Data cleaning | How to remove copyright statements in abstracts? | String Manipulator + Regex

Hi, I want to use abstracts for some machine learning.
But the abstracts have copyright statements at the beginning or at the end of each abstract.
I tried to get rid of these using regex and leave the remaining text as it was, but somehow I don’t get the String Manipulator get output as I would expect.
What am I doing wrong?

Below all the steps I took.

I took some sample text (see below for reproduction), and created the following regex in regex101.com to detect the parts I want to have removed.
(^\©.*\.[A-Z])|(\©\s.*\.$)

Then I went to KNIME and used the String manipulator, along with the instructions I read earlier on this forum post, and combined the pieces of information in this statement:
regexReplace($abstract$, "(^\©.*\.[A-Z])|(\©\s.*\.$)" , "$1" )

Resulting output in “abstracts_cleaned”, with the copyright statements still there…
afbeelding

Using an empty string to return chops of entirely unexpected pieces (as shown in regex101) of the texts.
· · · ·
== SHORT TASK ==
Continue the forum post about stripping copyright statements from abstracts with a regex in KNIME's String Manipulator, picking up after its final sentence.

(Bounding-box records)
· · · ·
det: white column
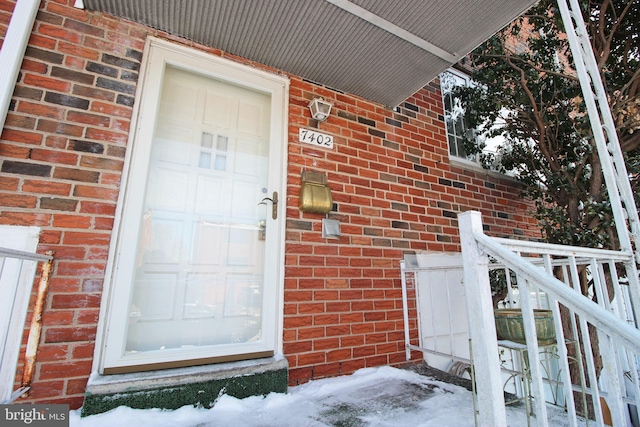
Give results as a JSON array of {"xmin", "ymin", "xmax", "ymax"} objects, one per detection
[
  {"xmin": 0, "ymin": 0, "xmax": 40, "ymax": 132},
  {"xmin": 458, "ymin": 211, "xmax": 507, "ymax": 427}
]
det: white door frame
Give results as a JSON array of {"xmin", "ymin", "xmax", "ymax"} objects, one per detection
[{"xmin": 94, "ymin": 37, "xmax": 289, "ymax": 374}]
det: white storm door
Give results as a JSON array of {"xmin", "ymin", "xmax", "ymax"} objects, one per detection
[{"xmin": 104, "ymin": 40, "xmax": 283, "ymax": 373}]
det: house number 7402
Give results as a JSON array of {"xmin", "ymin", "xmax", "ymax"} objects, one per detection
[{"xmin": 298, "ymin": 129, "xmax": 333, "ymax": 148}]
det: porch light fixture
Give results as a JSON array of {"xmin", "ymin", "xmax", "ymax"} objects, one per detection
[{"xmin": 309, "ymin": 98, "xmax": 332, "ymax": 122}]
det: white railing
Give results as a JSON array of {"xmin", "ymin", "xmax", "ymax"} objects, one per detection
[{"xmin": 459, "ymin": 212, "xmax": 640, "ymax": 426}]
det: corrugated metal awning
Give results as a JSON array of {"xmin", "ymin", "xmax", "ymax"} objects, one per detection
[{"xmin": 84, "ymin": 0, "xmax": 535, "ymax": 106}]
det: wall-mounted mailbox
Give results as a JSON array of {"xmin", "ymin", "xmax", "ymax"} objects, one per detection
[{"xmin": 298, "ymin": 171, "xmax": 333, "ymax": 214}]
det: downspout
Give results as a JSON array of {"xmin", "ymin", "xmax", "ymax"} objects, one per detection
[{"xmin": 0, "ymin": 0, "xmax": 40, "ymax": 133}]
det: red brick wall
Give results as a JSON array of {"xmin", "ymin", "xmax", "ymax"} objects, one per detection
[{"xmin": 0, "ymin": 0, "xmax": 538, "ymax": 407}]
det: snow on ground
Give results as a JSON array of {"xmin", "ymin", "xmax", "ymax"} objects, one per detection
[{"xmin": 70, "ymin": 367, "xmax": 580, "ymax": 427}]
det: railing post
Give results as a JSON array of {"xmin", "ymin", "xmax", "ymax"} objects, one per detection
[{"xmin": 458, "ymin": 211, "xmax": 507, "ymax": 427}]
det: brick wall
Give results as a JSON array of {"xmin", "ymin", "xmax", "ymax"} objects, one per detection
[{"xmin": 0, "ymin": 0, "xmax": 538, "ymax": 407}]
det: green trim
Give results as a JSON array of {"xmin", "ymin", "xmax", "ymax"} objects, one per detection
[{"xmin": 81, "ymin": 358, "xmax": 288, "ymax": 417}]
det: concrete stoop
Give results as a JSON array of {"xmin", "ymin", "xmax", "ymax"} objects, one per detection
[{"xmin": 81, "ymin": 357, "xmax": 288, "ymax": 417}]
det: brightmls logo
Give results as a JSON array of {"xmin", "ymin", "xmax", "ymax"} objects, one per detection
[{"xmin": 0, "ymin": 405, "xmax": 69, "ymax": 427}]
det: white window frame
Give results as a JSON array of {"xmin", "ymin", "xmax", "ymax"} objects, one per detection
[
  {"xmin": 440, "ymin": 68, "xmax": 504, "ymax": 168},
  {"xmin": 94, "ymin": 37, "xmax": 289, "ymax": 374}
]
· · · ·
== REPLY TO THE EXERCISE ==
regexReplace($abstract$, "(^\©.*\.[A-Z])|(\©\s.*\.$)" , "" )

Resulting output in “abstracts_cleaned”, with unexpected chunks of texts removed, and copyright statements at the end still attached.
afbeelding

Here are the abstracts you van use to reproduce / solve the issue.

This paper investigates --- Lorem ipsum dolor sit amet, consectetur adipiscing elit. Sed erat sapien, aliquet id porta ut, porttitor scelerisque risus. --- and reduce poverty. © 2011 Kiel Institute.
We assessed intergenerational differences in --- Lorem ipsum dolor sit amet, consectetur adipiscing elit. Sed erat sapien, aliquet id porta ut, porttitor scelerisque risus. --- adopt a multigenerational approach. © The Author(s) 2012.
© Center for Southeast Asian Studies, Kyoto University.Themes of inclusion, empowerment, and --- Lorem ipsum dolor sit amet, consectetur adipiscing elit. Sed erat sapien, aliquet id porta ut, porttitor scelerisque risus. ---grounded in local realities.
© 2015 Elsevier Ltd.Land reform may be an effective  --- Lorem ipsum dolor sit amet, consectetur adipiscing elit. Sed erat sapien, aliquet id porta ut, porttitor scelerisque risus. --- effects by gender and inheritance systems.
© Springer International Publishing Switzerland 2017.This chapter provides the conceptual --- Lorem ipsum dolor sit amet, consectetur adipiscing elit. Sed erat sapien, aliquet id porta ut, porttitor scelerisque risus. ---the public sector have failed.
© 2019 The Author(s) 2019.Evidence shows that women --- Lorem ipsum dolor sit amet, consectetur adipiscing elit. Sed erat sapien, aliquet id porta ut, porttitor scelerisque risus. --- reported for individuals as well as households.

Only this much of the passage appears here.